* [Passage to read]
+ + + +
On the first run itself, it produced a structured Markdown wiki rather than just a wall of text. Surprisingly, the output was human-readable because the documentation was organized by stacks and services. It included service purpose, ports, volumes, dependencies, networking, startup notes, maintenance notes, etc., just like real homelab documentation produced by an experienced engineer. Even though some of the compose files had secrets hardcoded, it never printed the actual secrets, but it did call out which containers had them. It connected services rather than treating each Compose file in isolation. That was actually more than I expected without any iterations.

Not everything was perfect. I gave it 24 files. The backend acknowledged all 24, yet Gemma, on its own, decided to skip four of them without any warning or acknowledgment. They were just absent from the documentation. When I pointed out those missing services, it re-evaluated and gave me those four sections in the same format. There were also a few minor typos in the text, like “Omada” becoming “Omens”, easy enough to fix before downloading the actual MD or HTML file.

At that point, I was less interested in minor naming slip-ups and skipped sections and more interested in going through the whole document to check whether it actually reflected my homelab state.

Now my homelab finally has a memory

Future me is the real winner

Previously, I mentioned that I included all the compose files, including those that were running and those I retired or temporarily stopped. The first thing I checked was whether it knew the difference between what was running and what wasn’t, and it didn’t. The doc treated all the compose files as if they were running. It even recommended that I standardize on just one DNS tool because it believed that all three DNS servers, Pi-hole, AdGuard Home, and Technitium, were fighting for the same port 53. But in reality, only AGH was running alongside Unbound.
+ + + +
* [Task list]
#1 According to the homelab documentation text, which DNS server was actually running alongside Unbound?
#2 Reproduce the homelab documentation text from "Not everything was" up to and including "or HTML file.".

(Photo-based referring expression records)
+ + + +
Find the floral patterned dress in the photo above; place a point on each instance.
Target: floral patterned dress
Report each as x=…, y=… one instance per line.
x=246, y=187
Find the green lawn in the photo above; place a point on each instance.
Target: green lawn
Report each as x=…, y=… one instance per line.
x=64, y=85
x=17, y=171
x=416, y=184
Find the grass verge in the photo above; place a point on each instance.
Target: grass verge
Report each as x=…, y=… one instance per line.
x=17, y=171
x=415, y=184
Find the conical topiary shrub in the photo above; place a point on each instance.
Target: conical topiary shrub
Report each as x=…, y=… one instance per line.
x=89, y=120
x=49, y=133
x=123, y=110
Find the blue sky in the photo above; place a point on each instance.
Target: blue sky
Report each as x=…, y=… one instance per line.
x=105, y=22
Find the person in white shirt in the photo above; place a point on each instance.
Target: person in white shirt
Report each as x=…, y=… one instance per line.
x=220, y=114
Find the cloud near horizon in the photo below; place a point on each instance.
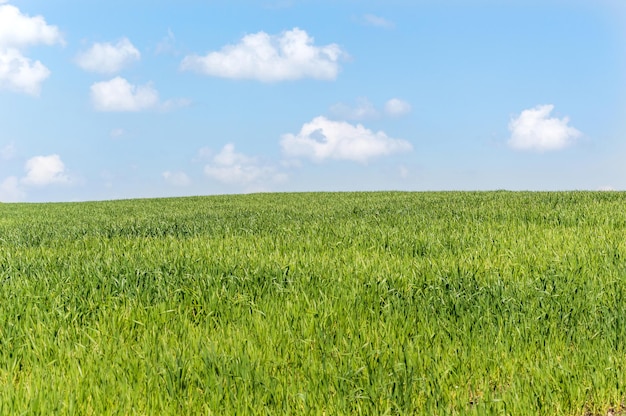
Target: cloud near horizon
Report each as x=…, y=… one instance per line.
x=290, y=55
x=323, y=139
x=45, y=170
x=534, y=130
x=120, y=95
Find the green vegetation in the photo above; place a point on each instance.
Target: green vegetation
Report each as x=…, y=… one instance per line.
x=321, y=303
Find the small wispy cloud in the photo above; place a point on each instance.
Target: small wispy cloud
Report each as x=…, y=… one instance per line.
x=8, y=151
x=365, y=110
x=290, y=55
x=377, y=21
x=167, y=45
x=108, y=58
x=397, y=107
x=176, y=178
x=120, y=95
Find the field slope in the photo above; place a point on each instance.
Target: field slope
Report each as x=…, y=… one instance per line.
x=316, y=303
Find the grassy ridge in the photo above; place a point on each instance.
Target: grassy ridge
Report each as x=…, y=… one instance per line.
x=371, y=303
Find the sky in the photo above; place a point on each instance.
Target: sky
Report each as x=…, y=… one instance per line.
x=162, y=98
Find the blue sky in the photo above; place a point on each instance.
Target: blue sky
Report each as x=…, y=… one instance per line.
x=130, y=99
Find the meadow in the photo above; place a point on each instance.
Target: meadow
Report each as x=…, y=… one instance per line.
x=434, y=303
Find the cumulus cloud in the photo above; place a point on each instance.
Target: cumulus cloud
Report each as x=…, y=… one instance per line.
x=176, y=178
x=270, y=58
x=18, y=31
x=397, y=107
x=45, y=170
x=377, y=21
x=231, y=167
x=120, y=95
x=10, y=190
x=108, y=58
x=323, y=139
x=18, y=73
x=534, y=130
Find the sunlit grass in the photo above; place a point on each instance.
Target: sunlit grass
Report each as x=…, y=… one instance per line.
x=355, y=303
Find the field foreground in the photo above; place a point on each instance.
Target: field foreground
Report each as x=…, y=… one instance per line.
x=320, y=303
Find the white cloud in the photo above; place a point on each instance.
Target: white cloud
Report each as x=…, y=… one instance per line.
x=534, y=130
x=108, y=58
x=606, y=188
x=230, y=167
x=176, y=178
x=326, y=139
x=45, y=170
x=120, y=95
x=10, y=190
x=378, y=21
x=364, y=109
x=17, y=31
x=397, y=107
x=19, y=73
x=270, y=58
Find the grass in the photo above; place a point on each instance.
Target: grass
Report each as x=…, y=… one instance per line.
x=321, y=303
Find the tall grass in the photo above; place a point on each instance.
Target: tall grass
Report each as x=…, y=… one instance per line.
x=320, y=303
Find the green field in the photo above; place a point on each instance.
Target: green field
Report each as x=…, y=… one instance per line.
x=435, y=303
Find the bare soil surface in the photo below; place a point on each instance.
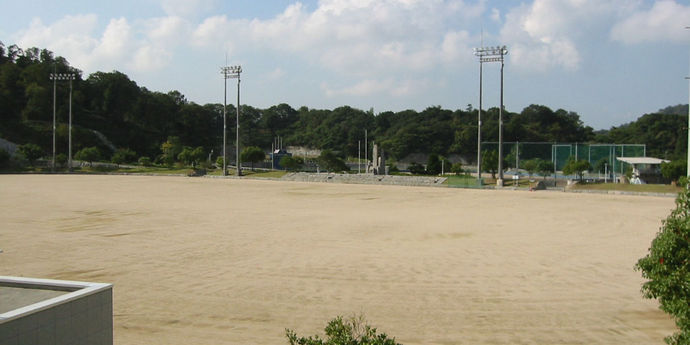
+ + + +
* [Per-task answers]
#1 AdGuard Home (AGH)

#2
Not everything was perfect. I gave it 24 files. The backend acknowledged all 24, yet Gemma, on its own, decided to skip four of them without any warning or acknowledgment. They were just absent from the documentation. When I pointed out those missing services, it re-evaluated and gave me those four sections in the same format. There were also a few minor typos in the text, like “Omada” becoming “Omens”, easy enough to fix before downloading the actual MD or HTML file.